(Excerpts of pointing data)
>>>
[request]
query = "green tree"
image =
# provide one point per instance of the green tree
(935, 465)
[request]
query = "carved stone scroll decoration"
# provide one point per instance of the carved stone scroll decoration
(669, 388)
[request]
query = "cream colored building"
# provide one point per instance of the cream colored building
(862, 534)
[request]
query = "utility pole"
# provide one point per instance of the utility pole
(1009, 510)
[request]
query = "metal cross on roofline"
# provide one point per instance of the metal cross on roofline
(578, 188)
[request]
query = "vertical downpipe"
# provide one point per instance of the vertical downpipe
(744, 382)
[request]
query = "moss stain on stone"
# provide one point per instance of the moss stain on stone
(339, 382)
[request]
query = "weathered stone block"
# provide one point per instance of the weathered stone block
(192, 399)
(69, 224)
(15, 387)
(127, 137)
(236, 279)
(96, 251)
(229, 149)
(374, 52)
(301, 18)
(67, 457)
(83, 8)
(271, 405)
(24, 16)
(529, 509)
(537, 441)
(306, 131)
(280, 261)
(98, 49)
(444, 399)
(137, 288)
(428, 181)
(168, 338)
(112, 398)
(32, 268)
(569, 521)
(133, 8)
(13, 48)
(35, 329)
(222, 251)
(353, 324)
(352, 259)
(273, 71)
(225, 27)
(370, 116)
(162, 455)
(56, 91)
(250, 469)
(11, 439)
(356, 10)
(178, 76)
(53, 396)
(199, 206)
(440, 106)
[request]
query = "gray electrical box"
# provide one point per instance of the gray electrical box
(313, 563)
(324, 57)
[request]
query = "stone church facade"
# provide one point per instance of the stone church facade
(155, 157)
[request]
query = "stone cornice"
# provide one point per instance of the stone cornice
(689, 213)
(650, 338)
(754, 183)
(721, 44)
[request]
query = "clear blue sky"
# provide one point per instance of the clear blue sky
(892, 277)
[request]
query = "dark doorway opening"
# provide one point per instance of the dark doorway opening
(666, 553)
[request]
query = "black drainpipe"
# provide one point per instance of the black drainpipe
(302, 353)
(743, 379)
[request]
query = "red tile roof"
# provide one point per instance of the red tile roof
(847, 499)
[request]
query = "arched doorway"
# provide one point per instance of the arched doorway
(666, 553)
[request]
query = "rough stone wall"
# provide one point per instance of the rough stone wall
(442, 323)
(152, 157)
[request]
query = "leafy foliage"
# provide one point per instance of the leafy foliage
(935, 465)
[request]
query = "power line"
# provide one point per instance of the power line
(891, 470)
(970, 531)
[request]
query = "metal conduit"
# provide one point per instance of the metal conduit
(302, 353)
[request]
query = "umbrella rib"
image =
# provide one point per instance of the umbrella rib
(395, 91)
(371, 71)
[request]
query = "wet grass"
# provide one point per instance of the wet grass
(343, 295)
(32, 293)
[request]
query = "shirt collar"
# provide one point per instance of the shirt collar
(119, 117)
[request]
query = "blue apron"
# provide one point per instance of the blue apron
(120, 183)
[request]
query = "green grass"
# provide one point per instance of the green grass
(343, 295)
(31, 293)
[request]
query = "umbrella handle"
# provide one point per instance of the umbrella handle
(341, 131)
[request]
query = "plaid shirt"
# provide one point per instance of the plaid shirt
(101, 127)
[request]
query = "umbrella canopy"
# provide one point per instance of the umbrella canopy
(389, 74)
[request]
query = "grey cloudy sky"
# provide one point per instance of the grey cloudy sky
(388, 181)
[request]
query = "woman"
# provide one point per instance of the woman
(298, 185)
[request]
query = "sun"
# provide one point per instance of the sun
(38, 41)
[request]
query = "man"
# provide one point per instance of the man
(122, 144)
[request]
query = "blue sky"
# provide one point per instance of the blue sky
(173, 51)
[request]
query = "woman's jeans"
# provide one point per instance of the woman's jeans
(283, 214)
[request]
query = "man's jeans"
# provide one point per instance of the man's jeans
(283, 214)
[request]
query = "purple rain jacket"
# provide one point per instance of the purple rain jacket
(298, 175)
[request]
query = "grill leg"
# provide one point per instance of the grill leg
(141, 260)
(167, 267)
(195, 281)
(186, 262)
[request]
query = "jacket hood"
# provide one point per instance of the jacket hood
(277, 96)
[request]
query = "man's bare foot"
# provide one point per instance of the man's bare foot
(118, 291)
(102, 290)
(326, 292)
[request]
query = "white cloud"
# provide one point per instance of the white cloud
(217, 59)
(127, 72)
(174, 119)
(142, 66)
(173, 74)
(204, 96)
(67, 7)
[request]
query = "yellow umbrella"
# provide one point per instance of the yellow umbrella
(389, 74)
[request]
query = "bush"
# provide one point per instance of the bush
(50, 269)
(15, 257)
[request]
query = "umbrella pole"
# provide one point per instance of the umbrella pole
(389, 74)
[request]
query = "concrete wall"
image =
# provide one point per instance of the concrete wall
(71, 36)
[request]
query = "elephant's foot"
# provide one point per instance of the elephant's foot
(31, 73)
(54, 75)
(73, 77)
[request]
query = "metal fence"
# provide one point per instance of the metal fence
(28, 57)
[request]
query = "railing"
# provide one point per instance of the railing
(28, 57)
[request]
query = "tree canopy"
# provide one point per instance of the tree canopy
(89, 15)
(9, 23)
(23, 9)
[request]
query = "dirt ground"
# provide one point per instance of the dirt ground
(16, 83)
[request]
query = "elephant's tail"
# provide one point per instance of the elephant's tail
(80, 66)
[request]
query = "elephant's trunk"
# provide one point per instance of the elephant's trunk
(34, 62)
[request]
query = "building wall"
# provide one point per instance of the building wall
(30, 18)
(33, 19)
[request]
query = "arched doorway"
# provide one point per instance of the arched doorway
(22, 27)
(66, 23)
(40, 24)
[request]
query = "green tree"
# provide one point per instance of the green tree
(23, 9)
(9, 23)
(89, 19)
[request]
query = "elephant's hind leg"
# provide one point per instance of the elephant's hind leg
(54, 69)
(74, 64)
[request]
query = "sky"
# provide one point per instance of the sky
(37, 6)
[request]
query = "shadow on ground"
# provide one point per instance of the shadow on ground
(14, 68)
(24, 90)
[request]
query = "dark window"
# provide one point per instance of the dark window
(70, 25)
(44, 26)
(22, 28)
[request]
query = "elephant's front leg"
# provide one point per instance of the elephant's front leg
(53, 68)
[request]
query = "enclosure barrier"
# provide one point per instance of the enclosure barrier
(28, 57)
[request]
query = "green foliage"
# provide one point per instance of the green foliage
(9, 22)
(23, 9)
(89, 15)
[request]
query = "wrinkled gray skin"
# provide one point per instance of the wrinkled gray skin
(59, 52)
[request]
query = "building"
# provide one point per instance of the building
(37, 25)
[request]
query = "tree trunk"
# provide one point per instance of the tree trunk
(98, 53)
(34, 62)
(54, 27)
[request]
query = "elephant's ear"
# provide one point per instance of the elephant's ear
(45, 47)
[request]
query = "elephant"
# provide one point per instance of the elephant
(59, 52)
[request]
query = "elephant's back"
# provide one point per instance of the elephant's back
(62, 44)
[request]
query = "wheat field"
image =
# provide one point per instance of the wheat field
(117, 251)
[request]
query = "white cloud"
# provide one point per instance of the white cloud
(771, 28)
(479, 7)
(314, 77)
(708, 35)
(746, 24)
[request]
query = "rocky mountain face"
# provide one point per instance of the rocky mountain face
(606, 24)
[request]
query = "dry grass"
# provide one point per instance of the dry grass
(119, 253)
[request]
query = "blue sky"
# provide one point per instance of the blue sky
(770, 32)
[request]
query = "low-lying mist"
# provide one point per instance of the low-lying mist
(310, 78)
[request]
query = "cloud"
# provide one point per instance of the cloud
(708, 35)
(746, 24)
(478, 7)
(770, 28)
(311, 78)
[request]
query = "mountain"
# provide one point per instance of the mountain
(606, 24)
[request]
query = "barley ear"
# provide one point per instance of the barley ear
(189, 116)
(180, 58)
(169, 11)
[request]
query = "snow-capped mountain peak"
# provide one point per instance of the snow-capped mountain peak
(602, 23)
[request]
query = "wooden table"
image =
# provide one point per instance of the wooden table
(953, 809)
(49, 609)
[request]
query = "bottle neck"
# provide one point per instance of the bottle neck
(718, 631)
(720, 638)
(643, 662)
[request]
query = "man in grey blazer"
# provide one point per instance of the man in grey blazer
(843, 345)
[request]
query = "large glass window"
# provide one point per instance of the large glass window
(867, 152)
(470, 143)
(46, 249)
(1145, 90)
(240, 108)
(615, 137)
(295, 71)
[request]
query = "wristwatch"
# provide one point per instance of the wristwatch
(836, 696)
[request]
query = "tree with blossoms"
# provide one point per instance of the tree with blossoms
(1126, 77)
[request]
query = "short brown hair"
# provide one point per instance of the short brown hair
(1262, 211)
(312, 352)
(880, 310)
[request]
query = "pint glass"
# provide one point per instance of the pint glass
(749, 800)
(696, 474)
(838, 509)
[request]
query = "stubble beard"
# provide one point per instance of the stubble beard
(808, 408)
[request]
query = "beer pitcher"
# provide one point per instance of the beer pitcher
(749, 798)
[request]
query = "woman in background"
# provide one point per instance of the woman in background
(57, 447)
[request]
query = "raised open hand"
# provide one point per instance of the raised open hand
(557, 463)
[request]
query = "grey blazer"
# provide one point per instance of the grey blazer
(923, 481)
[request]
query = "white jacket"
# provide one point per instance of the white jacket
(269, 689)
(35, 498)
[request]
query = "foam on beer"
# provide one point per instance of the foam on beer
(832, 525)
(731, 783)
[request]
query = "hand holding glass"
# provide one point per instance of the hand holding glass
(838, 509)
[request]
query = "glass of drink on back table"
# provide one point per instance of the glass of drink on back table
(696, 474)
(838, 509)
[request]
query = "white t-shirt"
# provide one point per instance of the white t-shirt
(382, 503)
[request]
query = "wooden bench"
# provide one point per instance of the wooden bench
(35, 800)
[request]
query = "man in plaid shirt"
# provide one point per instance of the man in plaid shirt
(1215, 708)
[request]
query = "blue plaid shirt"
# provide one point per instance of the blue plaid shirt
<<<
Task description:
Report every line above that contains the string "canopy", copying each one in full.

Correct answer:
query = "umbrella canopy"
# provide one point per instance of the umbrella canopy
query = "tree canopy"
# provide one point per instance of the tree canopy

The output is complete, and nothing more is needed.